**MATERIAL SHOWN**
***
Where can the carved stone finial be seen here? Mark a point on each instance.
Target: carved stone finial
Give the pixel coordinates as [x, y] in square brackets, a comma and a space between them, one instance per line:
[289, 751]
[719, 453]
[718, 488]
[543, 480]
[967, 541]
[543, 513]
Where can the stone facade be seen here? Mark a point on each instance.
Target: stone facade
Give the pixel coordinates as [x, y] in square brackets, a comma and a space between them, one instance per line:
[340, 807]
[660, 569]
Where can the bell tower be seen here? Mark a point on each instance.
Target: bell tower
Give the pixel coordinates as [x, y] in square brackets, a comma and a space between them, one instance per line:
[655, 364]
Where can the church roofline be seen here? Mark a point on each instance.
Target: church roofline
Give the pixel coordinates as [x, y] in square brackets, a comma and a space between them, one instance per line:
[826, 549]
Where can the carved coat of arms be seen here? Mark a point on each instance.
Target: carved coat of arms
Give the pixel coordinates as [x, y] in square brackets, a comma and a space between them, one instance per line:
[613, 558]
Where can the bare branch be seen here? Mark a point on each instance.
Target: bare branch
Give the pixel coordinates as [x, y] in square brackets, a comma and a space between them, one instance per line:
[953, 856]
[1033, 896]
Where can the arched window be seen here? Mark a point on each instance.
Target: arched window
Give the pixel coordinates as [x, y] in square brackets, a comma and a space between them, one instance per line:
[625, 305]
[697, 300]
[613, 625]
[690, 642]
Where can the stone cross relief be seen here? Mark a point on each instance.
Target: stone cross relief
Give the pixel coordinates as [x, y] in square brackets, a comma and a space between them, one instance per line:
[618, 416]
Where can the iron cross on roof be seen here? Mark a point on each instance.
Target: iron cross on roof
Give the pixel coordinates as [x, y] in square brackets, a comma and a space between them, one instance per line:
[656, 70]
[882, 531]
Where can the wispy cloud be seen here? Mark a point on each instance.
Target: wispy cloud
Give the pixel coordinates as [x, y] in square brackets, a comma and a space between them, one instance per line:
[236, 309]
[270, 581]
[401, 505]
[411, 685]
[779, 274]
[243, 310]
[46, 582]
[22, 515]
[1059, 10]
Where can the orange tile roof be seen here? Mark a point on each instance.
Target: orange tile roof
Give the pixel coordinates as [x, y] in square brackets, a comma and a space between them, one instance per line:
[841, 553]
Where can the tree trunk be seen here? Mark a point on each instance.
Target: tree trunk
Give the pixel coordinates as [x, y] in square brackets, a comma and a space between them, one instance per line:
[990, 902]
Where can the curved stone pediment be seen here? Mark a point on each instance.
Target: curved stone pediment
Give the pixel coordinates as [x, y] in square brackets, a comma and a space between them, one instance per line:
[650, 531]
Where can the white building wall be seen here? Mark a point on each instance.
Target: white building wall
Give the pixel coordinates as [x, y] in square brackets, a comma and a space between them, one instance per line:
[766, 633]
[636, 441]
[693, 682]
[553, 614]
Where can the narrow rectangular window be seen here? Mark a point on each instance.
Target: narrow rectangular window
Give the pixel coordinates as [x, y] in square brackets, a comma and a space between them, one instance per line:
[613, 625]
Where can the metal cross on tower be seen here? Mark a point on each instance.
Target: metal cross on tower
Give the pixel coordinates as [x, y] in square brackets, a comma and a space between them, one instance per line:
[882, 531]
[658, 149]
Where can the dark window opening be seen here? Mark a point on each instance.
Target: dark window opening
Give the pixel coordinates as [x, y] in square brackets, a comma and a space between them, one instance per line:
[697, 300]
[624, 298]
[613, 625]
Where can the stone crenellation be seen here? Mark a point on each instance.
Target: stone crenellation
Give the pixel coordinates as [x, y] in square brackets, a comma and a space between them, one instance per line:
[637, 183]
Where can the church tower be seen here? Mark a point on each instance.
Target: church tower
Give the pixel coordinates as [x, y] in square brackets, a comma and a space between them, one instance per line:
***
**PROBLEM DETAILS**
From the records above, give again exactly the lines running from the line with "Target: wispy cloud" to the line with "Target: dark window opening", inclusive.

**WRITTEN REPLY**
Target: wispy cloud
Give the pixel coordinates as [x, y] in square brackets, a comma and a space between them, one instance per line:
[236, 309]
[270, 581]
[401, 505]
[411, 685]
[779, 274]
[243, 310]
[46, 582]
[22, 515]
[1059, 10]
Where can the orange tile roof be seen here? Mark a point on each instance.
Target: orange tile roof
Give the pixel coordinates as [x, y] in square brackets, a comma and a space between them, one instance per line:
[841, 553]
Where can the tree trunk be seen here? Mark a point on each instance.
Target: tree trunk
Give the pixel coordinates as [x, y] in square brackets, a comma and a space between them, one instance per line:
[990, 902]
Where can the curved stone pediment be seen here? Mark a point on each instance.
Target: curved stone pediment
Give the pixel coordinates as [x, y] in square brackets, a comma and a space between them, one instance per line:
[650, 531]
Where can the white building wall be seen here? Mark a point on each instance.
Target: white building wall
Give the pixel coordinates as [x, y] in square brackets, a comma and a space between them, one instance per line:
[766, 633]
[636, 441]
[693, 682]
[553, 614]
Where can the narrow rectangular window be seen here? Mark a point on each instance.
Target: narrow rectangular window
Give the pixel coordinates as [x, y] in square brackets, a comma and a space between them, one instance per line:
[613, 625]
Where can the metal cross on tower be seen here? Mark a point on each instance.
Target: metal cross on tower
Give the pixel coordinates as [x, y] in square brackets, a comma and a space between them, one instance per line:
[882, 531]
[658, 149]
Where can the dark window opening be seen here? Mark a point on each instance.
Target: dark window opening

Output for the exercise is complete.